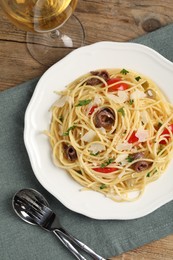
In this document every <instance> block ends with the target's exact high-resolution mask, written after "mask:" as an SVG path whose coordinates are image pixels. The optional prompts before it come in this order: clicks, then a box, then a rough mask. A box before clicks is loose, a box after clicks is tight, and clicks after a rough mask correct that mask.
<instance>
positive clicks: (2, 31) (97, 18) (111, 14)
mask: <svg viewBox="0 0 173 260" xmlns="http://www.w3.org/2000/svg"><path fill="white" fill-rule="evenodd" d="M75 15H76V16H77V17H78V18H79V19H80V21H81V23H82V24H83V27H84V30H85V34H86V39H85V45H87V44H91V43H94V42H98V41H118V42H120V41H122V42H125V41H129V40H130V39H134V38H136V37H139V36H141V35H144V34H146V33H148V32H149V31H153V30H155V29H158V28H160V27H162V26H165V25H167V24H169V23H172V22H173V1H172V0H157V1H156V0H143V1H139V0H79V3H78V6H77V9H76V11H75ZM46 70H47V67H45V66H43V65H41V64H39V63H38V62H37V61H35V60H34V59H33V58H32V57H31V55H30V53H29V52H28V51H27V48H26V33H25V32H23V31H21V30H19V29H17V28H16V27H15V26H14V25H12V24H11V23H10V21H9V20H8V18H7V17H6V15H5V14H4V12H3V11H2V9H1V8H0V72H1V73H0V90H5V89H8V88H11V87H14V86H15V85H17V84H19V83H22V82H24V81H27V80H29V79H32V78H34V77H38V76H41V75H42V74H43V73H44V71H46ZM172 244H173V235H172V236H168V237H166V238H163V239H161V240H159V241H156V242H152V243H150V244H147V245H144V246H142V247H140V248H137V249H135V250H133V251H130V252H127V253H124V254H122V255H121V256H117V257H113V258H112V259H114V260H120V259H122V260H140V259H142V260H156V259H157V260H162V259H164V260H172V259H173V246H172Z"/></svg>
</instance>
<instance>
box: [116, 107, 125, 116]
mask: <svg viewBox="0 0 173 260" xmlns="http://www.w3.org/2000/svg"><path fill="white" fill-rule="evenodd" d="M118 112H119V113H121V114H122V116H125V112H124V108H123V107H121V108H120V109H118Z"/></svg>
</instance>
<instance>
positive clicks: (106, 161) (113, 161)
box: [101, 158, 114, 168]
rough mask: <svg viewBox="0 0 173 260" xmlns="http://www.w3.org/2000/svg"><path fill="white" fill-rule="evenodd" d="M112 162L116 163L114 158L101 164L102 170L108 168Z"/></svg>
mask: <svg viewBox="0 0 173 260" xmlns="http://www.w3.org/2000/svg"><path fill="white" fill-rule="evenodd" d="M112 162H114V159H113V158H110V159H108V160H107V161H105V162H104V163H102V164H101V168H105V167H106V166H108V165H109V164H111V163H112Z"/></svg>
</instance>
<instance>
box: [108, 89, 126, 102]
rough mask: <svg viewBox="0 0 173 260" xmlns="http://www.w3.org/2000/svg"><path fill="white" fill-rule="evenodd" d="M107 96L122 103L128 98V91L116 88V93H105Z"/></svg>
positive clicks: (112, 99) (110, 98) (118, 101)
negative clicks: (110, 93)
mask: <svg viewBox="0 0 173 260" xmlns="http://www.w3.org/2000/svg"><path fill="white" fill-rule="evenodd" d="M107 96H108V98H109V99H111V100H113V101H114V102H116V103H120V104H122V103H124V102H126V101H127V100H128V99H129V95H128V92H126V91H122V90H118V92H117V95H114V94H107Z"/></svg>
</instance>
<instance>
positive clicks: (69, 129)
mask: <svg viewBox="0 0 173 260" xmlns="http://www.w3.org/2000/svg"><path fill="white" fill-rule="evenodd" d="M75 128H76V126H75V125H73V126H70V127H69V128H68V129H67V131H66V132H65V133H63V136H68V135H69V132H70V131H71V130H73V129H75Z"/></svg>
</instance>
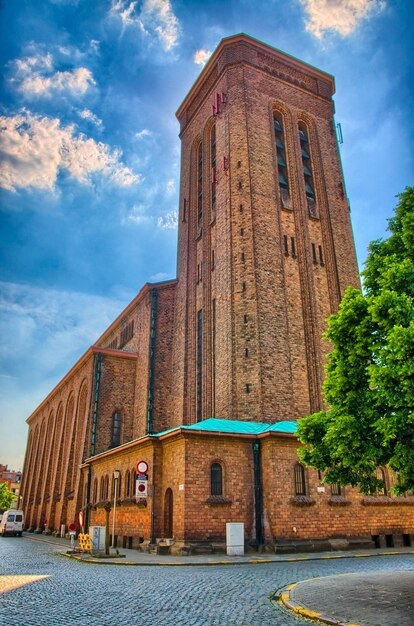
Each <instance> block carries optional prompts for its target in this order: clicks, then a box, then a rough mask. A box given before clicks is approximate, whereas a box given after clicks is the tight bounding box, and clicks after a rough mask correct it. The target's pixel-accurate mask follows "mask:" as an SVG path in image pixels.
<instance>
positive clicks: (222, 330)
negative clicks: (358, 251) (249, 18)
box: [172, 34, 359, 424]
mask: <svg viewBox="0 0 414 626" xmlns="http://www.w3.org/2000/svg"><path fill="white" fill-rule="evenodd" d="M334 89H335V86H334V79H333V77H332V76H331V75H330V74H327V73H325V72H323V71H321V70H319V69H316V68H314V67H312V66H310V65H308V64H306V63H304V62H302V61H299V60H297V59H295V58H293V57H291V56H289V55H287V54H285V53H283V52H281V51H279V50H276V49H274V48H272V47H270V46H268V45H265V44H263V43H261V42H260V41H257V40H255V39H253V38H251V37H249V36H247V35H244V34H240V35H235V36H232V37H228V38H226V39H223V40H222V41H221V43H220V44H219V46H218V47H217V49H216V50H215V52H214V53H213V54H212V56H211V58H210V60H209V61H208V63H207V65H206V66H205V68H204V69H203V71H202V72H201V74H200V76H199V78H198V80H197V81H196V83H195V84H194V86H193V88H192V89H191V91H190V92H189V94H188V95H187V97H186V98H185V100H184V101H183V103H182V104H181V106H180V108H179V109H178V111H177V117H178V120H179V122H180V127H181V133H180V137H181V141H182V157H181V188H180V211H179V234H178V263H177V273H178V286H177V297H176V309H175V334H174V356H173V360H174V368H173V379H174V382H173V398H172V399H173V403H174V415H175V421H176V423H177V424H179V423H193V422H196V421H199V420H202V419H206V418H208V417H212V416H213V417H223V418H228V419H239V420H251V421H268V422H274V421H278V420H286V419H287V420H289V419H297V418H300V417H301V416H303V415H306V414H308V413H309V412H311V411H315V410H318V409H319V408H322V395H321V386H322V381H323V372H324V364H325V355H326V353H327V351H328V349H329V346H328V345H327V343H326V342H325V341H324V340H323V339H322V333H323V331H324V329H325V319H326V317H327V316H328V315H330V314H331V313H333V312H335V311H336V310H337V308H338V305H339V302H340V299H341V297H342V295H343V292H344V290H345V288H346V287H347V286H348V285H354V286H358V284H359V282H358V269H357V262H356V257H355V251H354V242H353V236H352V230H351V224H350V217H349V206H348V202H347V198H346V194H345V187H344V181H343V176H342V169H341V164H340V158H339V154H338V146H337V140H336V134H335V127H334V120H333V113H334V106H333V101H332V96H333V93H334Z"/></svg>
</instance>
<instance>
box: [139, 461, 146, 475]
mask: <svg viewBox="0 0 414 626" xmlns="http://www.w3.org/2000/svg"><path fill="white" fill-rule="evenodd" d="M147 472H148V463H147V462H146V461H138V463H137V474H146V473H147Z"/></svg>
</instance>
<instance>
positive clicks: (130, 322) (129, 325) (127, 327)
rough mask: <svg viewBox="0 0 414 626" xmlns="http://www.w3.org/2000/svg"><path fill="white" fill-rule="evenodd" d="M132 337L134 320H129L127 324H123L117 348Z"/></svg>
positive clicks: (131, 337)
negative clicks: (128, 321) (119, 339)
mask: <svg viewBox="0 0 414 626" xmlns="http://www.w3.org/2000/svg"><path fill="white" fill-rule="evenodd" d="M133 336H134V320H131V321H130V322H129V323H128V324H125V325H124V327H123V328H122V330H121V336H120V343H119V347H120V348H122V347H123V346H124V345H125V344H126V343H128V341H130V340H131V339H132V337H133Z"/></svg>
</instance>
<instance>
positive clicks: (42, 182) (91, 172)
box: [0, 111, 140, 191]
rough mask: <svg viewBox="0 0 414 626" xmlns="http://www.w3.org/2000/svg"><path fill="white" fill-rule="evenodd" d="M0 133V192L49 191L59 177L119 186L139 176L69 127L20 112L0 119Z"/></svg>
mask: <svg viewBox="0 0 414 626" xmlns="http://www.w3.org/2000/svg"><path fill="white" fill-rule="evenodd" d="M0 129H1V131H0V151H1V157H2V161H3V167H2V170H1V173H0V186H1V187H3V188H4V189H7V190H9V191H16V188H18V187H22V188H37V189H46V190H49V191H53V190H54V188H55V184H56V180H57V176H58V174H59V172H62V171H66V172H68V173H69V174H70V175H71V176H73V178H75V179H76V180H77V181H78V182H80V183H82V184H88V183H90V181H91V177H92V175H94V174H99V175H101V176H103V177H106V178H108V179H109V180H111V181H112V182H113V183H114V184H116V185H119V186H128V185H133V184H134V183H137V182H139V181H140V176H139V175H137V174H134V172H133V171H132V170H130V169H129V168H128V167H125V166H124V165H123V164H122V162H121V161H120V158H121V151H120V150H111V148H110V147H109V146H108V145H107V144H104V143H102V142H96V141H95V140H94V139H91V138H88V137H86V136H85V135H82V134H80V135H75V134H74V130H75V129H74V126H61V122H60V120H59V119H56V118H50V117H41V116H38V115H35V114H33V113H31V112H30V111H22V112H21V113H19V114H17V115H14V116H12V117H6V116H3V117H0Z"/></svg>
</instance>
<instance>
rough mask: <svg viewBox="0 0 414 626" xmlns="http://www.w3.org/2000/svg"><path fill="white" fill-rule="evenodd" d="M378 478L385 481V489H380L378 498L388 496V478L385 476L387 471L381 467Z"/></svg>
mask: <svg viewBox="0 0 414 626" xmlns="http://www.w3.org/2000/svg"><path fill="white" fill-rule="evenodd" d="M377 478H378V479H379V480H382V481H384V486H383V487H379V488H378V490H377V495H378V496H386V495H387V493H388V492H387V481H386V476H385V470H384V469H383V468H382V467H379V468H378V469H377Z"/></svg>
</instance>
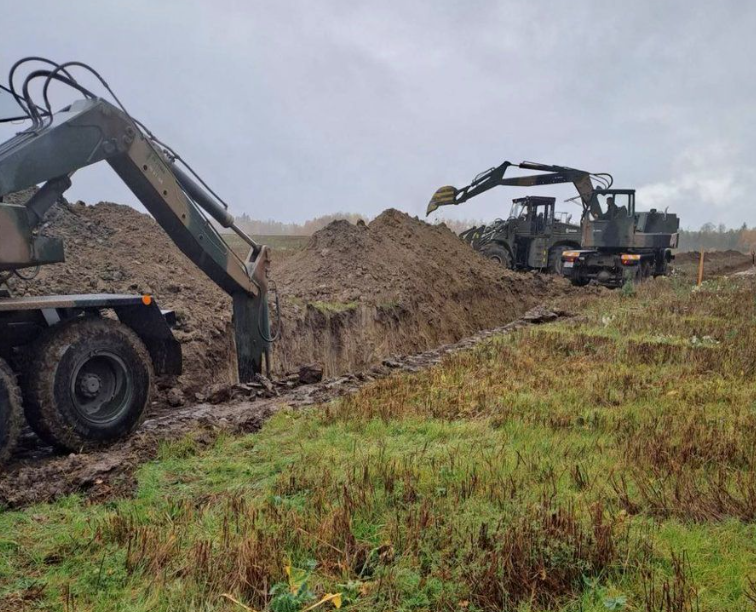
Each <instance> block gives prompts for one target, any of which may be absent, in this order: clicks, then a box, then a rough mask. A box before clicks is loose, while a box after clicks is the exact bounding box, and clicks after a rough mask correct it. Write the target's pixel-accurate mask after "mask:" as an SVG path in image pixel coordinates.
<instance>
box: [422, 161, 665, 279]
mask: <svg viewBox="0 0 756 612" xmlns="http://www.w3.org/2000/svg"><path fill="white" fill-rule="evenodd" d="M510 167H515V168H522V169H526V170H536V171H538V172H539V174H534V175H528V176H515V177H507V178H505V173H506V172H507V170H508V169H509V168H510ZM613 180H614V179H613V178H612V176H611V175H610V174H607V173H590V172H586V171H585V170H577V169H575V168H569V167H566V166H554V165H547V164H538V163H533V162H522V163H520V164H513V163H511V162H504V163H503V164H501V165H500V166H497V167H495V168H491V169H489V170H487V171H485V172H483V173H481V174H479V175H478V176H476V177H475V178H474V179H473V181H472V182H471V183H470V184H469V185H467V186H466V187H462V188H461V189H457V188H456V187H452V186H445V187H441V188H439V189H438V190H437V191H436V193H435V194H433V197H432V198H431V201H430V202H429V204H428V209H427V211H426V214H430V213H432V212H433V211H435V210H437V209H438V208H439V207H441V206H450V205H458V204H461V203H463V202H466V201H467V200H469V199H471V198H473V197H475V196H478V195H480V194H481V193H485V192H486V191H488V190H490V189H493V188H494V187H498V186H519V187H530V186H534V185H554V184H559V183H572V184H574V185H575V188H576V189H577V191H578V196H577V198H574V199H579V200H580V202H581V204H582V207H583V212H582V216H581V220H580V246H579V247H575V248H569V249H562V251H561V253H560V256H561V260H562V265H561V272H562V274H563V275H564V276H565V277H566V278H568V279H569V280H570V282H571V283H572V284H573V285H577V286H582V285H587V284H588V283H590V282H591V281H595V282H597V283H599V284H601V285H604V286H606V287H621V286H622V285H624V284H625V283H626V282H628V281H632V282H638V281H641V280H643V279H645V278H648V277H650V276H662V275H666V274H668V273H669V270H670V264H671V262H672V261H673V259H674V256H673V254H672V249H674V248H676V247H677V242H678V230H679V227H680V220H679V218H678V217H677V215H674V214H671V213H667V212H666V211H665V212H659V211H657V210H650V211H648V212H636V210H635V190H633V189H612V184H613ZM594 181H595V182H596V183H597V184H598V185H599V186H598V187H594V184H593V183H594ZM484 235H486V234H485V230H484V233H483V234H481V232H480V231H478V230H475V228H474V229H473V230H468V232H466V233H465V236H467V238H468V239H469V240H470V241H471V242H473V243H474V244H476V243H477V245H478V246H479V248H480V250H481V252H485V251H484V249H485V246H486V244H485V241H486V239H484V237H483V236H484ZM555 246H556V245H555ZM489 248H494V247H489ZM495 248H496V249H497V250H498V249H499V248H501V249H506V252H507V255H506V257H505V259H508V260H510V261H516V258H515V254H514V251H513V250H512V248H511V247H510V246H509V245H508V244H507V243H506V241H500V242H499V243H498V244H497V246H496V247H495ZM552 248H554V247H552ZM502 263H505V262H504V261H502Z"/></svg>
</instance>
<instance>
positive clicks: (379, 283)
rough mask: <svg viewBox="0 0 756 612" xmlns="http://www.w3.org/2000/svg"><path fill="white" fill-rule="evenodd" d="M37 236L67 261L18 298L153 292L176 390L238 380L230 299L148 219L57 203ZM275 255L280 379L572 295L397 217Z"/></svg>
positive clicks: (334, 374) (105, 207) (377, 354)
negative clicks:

§ Exercise aim: Update the entries from the start through the line with "positive clicks: (2, 31) (97, 18) (111, 14)" by replacing "rough mask" with "coarse mask" and keeping everything else the same. Return only those lines and omit the pictures.

§ Finished exercise:
In this document every <instance> block ends with the target's exact high-resolution mask, written after "mask:" as an SVG path whose coordinates are image pixels. The optional prompts before it come in this order: clicks, then a box, then a coarse mask. A box before clicks is loose, a box after clicks is tight, and clicks after a coarse mask correct that mask.
<instance>
positive clicks: (2, 31) (97, 18) (111, 14)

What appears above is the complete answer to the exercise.